Goal »
From the line with "Target: bald head" down to the final line of the material below, quote every line exactly and leave out all lines before it.

[Entries from a dataset]
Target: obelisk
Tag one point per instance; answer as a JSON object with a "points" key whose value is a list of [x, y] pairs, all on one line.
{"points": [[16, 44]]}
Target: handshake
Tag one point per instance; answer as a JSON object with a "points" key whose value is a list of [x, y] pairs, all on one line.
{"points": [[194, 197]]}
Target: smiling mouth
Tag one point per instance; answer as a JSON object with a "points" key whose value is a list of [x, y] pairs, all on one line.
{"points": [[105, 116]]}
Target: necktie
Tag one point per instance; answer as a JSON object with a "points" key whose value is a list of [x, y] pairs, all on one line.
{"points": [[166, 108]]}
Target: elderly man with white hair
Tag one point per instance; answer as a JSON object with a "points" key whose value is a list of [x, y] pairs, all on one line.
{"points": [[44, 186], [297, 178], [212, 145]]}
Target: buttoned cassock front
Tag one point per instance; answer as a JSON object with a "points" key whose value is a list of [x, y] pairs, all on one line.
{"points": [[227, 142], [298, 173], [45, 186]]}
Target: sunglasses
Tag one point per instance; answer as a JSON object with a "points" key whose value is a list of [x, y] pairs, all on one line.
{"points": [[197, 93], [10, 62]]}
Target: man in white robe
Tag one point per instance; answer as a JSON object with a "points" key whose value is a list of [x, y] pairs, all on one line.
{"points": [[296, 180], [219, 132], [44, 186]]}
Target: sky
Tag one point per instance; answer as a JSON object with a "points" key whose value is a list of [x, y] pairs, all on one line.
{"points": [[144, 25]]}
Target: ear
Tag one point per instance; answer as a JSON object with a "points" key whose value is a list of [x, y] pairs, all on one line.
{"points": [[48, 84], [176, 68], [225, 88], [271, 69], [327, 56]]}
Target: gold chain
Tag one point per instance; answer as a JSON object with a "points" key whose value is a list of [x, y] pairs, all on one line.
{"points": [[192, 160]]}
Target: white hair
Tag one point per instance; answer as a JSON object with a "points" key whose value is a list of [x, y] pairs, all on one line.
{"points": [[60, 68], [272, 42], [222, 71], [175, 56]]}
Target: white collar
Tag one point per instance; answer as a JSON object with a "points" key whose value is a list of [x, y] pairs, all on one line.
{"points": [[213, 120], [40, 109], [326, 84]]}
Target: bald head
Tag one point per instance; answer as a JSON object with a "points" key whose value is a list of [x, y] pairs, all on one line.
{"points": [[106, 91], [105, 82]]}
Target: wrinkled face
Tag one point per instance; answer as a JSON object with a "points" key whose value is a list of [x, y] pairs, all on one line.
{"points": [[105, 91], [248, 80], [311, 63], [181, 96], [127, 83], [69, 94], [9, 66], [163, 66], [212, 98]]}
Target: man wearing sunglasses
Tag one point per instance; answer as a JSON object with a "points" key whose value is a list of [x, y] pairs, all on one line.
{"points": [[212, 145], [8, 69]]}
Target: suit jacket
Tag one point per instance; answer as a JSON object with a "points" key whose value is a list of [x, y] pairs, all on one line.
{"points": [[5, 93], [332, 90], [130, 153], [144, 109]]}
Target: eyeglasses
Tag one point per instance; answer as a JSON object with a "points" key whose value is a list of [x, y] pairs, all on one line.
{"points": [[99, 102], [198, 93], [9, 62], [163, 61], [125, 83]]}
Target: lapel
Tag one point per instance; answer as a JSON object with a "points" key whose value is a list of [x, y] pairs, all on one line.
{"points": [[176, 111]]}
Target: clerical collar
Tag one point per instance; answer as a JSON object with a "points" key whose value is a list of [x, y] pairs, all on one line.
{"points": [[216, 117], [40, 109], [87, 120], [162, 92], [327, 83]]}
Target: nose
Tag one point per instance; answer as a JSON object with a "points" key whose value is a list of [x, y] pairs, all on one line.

Expected answer »
Target: bald head
Tag one point per instance; answer as a JSON object with a "points" key whose value is a list of [x, y] pairs, all on one line.
{"points": [[106, 91], [105, 82]]}
Target: wrinkled face
Tag one point per instance; answer as a JSON object with a "points" key whose value is a list of [x, y] pairs, all on one line.
{"points": [[105, 91], [248, 80], [311, 63], [181, 96], [127, 83], [69, 94], [9, 66], [163, 66], [212, 98]]}
Target: man wearing sunglasses
Tag one point per instance; answer as a JSON object with a "points" key whose value is a list of [x, y] pairs, all on one line.
{"points": [[212, 145], [8, 69]]}
Target: suit jacket
Tag one point per instance; answer as a JSON object with a "points" key whose value is a list of [x, y] pairs, all on one line.
{"points": [[5, 93], [332, 90], [130, 153], [144, 109]]}
Target: eyeglasses
Tag one point per instance; answer as a JSON object with a "points" key whose value is a list of [x, y] pairs, all on one line.
{"points": [[99, 102], [198, 93], [9, 62], [163, 61], [125, 83]]}
Target: lapel
Tag one point per instance; answer as a JSON object with a "points" key whose value is a list of [x, y] pairs, all on one line.
{"points": [[176, 111]]}
Target: clerical collar
Tag one point per instance; answer as a JSON object with a "points" key whose value is a list of [x, y] pairs, all on one line.
{"points": [[216, 117], [40, 109], [87, 120], [162, 92], [327, 83]]}
Target: nose
Tag one point per instance; answer as a JSON object with a "points" key whose value is a list of [x, y] pairs, all on one line.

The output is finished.